> _PAGE EXCERPT_

Exp: What is the impact of these modifications on the size of the dataset?
Since I converted all of the grayscale images (1 layer) from IAM-DB to RGBA (4 layers), I wondered how heavier it made the dataset. If gaining 3% of accuracy points means having to increase the computation cost because of the size of the data, I figured it would be something interesting to look more closely.
I get the following in the case of the IAM dataset (only regarding trainset
, testset
, validationset1
and validationset2
):
- original dataset: 626Mb
107M ../get_iam/iam_pairs/testset/
325M ../get_iam/iam_pairs/trainset/
52M ../get_iam/iam_pairs/validationset1/
62M ../get_iam/iam_pairs/validationset2/
- dataset converted to rgba: 929Mb
181M ../get_iam/iam_pairs_rgba/testset/
550M ../get_iam/iam_pairs_rgba/trainset/
87M ../get_iam/iam_pairs_rgba/validationset1/
103M ../get_iam/iam_pairs_rgba/validationset2/
- rgba dataset "blended": 3.1 Gb (3187Mb)
611M ../green/iam_pairs_blended/testset/
1.9G ../green/iam_pairs_blended/trainset/
287M ../green/iam_pairs_blended/validationset1/
309M ../green/iam_pairs_blended/validationset2

> _INFORMATION SUPPLIED_
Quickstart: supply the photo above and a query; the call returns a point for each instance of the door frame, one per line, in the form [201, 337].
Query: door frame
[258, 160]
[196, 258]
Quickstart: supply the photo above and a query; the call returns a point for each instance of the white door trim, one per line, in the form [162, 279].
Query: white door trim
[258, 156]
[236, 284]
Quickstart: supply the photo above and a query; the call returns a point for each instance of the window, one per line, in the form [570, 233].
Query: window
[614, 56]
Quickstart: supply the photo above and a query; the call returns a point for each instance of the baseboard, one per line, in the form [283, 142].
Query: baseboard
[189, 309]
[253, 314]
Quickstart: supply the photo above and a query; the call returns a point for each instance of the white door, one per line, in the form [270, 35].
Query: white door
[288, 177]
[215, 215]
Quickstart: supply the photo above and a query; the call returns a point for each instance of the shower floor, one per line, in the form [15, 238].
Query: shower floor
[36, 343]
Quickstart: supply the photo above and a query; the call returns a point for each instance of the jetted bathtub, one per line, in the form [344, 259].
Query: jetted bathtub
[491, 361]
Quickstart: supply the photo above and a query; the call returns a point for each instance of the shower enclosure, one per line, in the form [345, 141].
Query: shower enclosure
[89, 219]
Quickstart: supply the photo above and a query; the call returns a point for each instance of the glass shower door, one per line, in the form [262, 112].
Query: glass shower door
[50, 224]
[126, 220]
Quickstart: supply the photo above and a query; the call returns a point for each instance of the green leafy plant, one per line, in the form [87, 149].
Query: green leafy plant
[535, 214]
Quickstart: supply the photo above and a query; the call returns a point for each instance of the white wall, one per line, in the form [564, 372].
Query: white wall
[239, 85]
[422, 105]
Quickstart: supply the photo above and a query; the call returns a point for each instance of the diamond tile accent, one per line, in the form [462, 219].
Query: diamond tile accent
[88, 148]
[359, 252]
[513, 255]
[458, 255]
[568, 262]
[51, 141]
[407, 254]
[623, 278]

> _TASK REQUIREMENTS_
**A.** Transcribe the part of the dataset-size text from "Exp: What is" up to and including "look more closely.".
**B.** In the dataset-size text, condense the paragraph beginning "Since I converted all of the grayscale images" into a shorter version that keeps its main facts.

> _SOLUTION LIST_
**A.**
Exp: What is the impact of these modifications on the size of the dataset?
Since I converted all of the grayscale images (1 layer) from IAM-DB to RGBA (4 layers), I wondered how heavier it made the dataset. If gaining 3% of accuracy points means having to increase the computation cost because of the size of the data, I figured it would be something interesting to look more closely.

**B.** After converting all IAM-DB grayscale images (1 layer) to RGBA (4 layers), I wanted to know how much heavier the dataset became. A 3% accuracy gain might cost more computation because of the larger data, so this seemed worth examining closely.